Work instructions: Copy the listing below exactly. Pictures stay out of it.

....

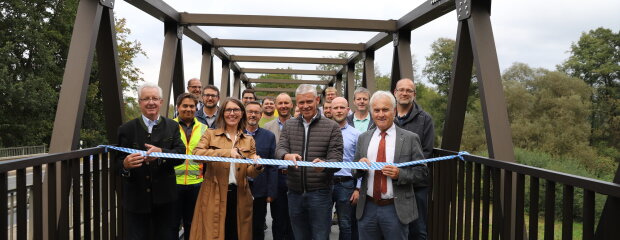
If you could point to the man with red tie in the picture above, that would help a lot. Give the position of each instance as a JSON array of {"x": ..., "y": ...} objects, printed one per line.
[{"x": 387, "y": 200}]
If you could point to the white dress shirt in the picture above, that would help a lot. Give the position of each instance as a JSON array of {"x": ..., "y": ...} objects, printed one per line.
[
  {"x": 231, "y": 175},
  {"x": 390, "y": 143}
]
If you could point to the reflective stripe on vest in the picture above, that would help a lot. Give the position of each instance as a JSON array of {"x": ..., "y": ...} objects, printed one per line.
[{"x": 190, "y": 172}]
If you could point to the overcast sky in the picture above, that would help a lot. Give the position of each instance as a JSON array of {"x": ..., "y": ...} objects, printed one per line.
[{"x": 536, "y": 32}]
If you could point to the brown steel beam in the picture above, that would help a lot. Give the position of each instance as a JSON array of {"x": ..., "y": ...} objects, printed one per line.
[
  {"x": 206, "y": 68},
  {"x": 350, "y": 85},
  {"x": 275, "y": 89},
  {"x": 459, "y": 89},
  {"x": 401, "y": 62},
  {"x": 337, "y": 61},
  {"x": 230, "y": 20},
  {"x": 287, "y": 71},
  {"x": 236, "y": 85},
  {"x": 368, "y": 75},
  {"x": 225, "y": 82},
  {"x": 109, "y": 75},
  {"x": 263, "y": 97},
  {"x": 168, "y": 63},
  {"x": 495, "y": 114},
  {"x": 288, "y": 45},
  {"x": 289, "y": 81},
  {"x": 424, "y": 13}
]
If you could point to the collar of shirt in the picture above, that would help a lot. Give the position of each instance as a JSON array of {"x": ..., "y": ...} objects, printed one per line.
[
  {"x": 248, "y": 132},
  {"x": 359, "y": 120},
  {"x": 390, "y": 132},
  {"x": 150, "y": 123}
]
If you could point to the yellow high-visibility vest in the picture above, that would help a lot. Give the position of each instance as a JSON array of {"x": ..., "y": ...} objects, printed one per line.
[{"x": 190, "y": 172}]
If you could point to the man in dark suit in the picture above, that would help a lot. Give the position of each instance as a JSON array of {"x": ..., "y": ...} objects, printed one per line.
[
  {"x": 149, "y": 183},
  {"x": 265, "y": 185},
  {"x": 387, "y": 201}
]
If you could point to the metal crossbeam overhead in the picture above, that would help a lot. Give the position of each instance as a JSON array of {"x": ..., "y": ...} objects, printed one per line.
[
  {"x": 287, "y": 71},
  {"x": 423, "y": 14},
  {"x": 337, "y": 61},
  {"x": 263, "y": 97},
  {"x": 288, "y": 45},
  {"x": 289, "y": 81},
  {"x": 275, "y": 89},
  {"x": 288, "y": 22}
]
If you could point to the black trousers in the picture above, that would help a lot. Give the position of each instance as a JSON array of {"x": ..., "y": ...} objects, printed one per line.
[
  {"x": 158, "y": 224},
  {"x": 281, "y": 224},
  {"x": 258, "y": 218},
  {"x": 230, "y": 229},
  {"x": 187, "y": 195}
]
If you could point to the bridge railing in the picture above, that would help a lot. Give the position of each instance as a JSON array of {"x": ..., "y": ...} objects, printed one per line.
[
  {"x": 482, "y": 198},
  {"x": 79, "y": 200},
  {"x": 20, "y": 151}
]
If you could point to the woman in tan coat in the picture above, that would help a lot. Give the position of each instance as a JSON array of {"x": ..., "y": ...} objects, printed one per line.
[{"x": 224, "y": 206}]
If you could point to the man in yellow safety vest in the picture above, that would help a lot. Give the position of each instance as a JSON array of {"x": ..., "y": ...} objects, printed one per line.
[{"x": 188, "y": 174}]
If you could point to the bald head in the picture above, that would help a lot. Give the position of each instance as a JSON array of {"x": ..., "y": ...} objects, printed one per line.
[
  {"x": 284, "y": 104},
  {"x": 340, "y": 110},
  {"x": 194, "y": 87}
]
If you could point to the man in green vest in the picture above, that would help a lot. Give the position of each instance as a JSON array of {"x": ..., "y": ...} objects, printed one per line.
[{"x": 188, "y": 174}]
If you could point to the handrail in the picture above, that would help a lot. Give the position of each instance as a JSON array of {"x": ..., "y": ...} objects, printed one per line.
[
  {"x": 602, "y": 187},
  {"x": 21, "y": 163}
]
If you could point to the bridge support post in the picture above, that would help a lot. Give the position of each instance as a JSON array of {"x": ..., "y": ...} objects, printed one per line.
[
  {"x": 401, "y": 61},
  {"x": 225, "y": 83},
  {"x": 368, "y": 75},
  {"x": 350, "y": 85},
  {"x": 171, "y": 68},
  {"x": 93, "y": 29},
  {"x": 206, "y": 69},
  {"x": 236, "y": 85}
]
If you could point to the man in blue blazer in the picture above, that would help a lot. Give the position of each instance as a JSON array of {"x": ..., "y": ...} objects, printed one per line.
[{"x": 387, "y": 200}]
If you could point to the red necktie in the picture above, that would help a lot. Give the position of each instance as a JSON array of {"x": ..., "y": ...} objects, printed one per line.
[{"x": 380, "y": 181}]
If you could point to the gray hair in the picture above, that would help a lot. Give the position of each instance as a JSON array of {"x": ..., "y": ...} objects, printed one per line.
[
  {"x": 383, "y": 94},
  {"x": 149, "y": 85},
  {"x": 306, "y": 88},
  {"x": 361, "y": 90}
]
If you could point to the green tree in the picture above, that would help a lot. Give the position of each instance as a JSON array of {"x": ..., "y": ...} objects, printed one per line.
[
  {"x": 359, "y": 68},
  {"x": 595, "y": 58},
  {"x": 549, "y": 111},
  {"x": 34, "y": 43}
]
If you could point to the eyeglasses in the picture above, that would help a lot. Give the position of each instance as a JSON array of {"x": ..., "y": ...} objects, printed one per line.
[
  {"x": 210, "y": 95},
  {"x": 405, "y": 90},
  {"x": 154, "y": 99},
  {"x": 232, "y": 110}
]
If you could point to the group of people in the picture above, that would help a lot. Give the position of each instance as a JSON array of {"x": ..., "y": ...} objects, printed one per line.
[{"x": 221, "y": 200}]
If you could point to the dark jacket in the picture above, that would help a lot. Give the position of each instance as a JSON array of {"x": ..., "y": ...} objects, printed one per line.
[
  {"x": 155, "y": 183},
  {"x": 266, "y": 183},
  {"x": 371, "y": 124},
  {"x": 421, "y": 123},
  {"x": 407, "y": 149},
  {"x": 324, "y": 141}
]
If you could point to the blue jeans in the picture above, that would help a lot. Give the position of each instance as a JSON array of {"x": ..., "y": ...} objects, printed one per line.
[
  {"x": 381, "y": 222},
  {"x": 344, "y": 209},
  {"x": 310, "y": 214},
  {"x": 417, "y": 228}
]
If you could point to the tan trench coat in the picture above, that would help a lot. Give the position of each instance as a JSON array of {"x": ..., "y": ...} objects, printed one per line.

....

Solution to this task:
If you could point to the man with red tie in the picture above, that would help a lot. Give the position of each instance as a JSON array of {"x": ..., "y": ...} objects, printed one per line.
[{"x": 387, "y": 200}]
If you could point to the white dress shirt in the picture above, that would help a lot. Give the position of each instance as a JSON array of {"x": ..., "y": ...} objects, printed one per line.
[
  {"x": 231, "y": 175},
  {"x": 390, "y": 143}
]
If you could point to the reflective stripe on vest in the picture above, that would help a lot. Give the position of each instance as a JSON array of {"x": ..., "y": ...} objects, printed one per line.
[{"x": 190, "y": 172}]
If you could point to the overcast sky in the picture above, that would help a lot. Give the position of each instance as a JSON array of {"x": ..., "y": ...} objects, printed one per line.
[{"x": 536, "y": 32}]
If you could point to the brown steel beam in the picture above, that would help a lot. Give the position of each instance as a JSON array of {"x": ..., "y": ...} objects, printed one per line.
[
  {"x": 206, "y": 68},
  {"x": 350, "y": 85},
  {"x": 275, "y": 89},
  {"x": 459, "y": 89},
  {"x": 401, "y": 62},
  {"x": 337, "y": 61},
  {"x": 230, "y": 20},
  {"x": 287, "y": 71},
  {"x": 236, "y": 85},
  {"x": 368, "y": 75},
  {"x": 225, "y": 82},
  {"x": 109, "y": 75},
  {"x": 263, "y": 97},
  {"x": 168, "y": 63},
  {"x": 495, "y": 114},
  {"x": 288, "y": 45},
  {"x": 289, "y": 81},
  {"x": 424, "y": 13}
]
If you could point to the collar of shirt in the picture above, that would help a lot. Give the position of each instance as a JSON array of {"x": ..., "y": ...} objects, printed one per line.
[
  {"x": 248, "y": 132},
  {"x": 359, "y": 120},
  {"x": 390, "y": 132},
  {"x": 150, "y": 123}
]
If you could point to the yellow high-visibility vest in the picture above, that would help a lot. Give the position of each instance as a JSON array of {"x": ..., "y": ...} objects, printed one per line.
[{"x": 190, "y": 172}]
If you could point to the man in dark suit in the picture above, that would help a lot. Give the position of each instance as a JSON array of {"x": ..., "y": ...} objects, printed one per line.
[
  {"x": 149, "y": 183},
  {"x": 265, "y": 185},
  {"x": 387, "y": 201}
]
If you could point to the metal crossbeam overhead in the picture above, that would help a lot. Give the position of each instance as a JSON array of {"x": ..., "y": ...} objects, printed one per line.
[
  {"x": 287, "y": 71},
  {"x": 423, "y": 14},
  {"x": 337, "y": 61},
  {"x": 263, "y": 97},
  {"x": 288, "y": 45},
  {"x": 289, "y": 81},
  {"x": 275, "y": 89},
  {"x": 288, "y": 22}
]
If you could point to the black trousers in the picture above, that would help a lot. Give the position of each instance as a JSON array of {"x": ..., "y": ...} objects, printed one per line.
[
  {"x": 158, "y": 224},
  {"x": 281, "y": 224},
  {"x": 258, "y": 218},
  {"x": 230, "y": 229},
  {"x": 187, "y": 195}
]
If you could point to the bridge railing in the picture above, that would help a lot. Give the position of each instance as a JSON array of {"x": ..., "y": ...} objects, printed one per line.
[
  {"x": 482, "y": 198},
  {"x": 79, "y": 200},
  {"x": 20, "y": 151}
]
If you could point to the woman in tan coat in the picture above, that would help a lot. Give the position of each instance as a JSON array of {"x": ..., "y": ...} objects, printed one per line.
[{"x": 224, "y": 206}]
If you could point to the man in yellow safety vest in the picture above, that would help a lot. Give the position of each instance as a JSON array of {"x": ..., "y": ...} objects, printed one per line.
[{"x": 188, "y": 174}]
If you could point to the bald head in the picture above, that would help a lot. Give the position of each instance as a JSON array of {"x": ..., "y": ...} objects, printed one per line.
[
  {"x": 284, "y": 104},
  {"x": 340, "y": 110},
  {"x": 194, "y": 87}
]
If you could point to the man in green vest in the picture above, that would help a lot. Give the position of each instance as a JSON array of {"x": ..., "y": ...} objects, printed one per line.
[{"x": 188, "y": 174}]
If you could point to the handrail in the picture above, that would help a lot. Give the position of each instance as a JSON array of {"x": ..., "y": ...} objects, printed one per line.
[
  {"x": 602, "y": 187},
  {"x": 21, "y": 163}
]
If you could point to the bridge support post in the picture above, that would help a lot. Give the position of each instance as a JSON array of {"x": ..., "y": ...} objects, printed one per line.
[
  {"x": 401, "y": 61},
  {"x": 225, "y": 83},
  {"x": 368, "y": 75},
  {"x": 350, "y": 85},
  {"x": 171, "y": 68},
  {"x": 93, "y": 29},
  {"x": 206, "y": 69},
  {"x": 236, "y": 85}
]
If you could point to the man in blue blazer in the picture above, that would help a lot. Give the position of each instance as a JSON array of {"x": ..., "y": ...} objects, printed one per line.
[{"x": 387, "y": 200}]
If you could point to the red necktie in the picture above, that would help a lot. Give the position of each instance as a JSON array of {"x": ..., "y": ...} objects, printed one per line.
[{"x": 380, "y": 181}]
If you could point to the gray hair in the picture above, that would help a lot. Give the position of each instance as a JSON array of {"x": ..., "y": ...} objects, printed one per line.
[
  {"x": 383, "y": 94},
  {"x": 149, "y": 85},
  {"x": 306, "y": 88},
  {"x": 361, "y": 90}
]
If you could point to the green tree in the picture above, that would help a lot. Give the position of each instance as a JSON array of {"x": ..., "y": ...} objects, printed one per line.
[
  {"x": 359, "y": 68},
  {"x": 595, "y": 58},
  {"x": 549, "y": 111},
  {"x": 34, "y": 43}
]
If you could point to the eyeglasses in the picture above, that would help a lot. Give the position of each instance as a JSON array of {"x": ..., "y": ...} objects, printed one per line.
[
  {"x": 210, "y": 95},
  {"x": 405, "y": 90},
  {"x": 154, "y": 99},
  {"x": 232, "y": 110}
]
If you could point to the group of people in the picture above, that would help a lot. Give the position of each instance as a JSON array of {"x": ..., "y": ...} objects, printed one per line.
[{"x": 221, "y": 200}]
If you could point to the dark jacket in the picture above, that would help a lot. Give the position of each instance as a JSON array of {"x": ..., "y": ...} objects, printed one per line.
[
  {"x": 155, "y": 183},
  {"x": 266, "y": 183},
  {"x": 371, "y": 124},
  {"x": 421, "y": 123},
  {"x": 407, "y": 149},
  {"x": 324, "y": 141}
]
If you could point to the blue jeans in the picture above, that would help a lot. Give the position of each instance as a JSON array of {"x": ..., "y": ...} objects, printed one per line.
[
  {"x": 381, "y": 222},
  {"x": 344, "y": 209},
  {"x": 310, "y": 214},
  {"x": 417, "y": 228}
]
If you could point to the tan trench coat in the picture above, that would help a lot. Give the position of each instance as a JSON array of {"x": ..., "y": ...} objects, printed one per line.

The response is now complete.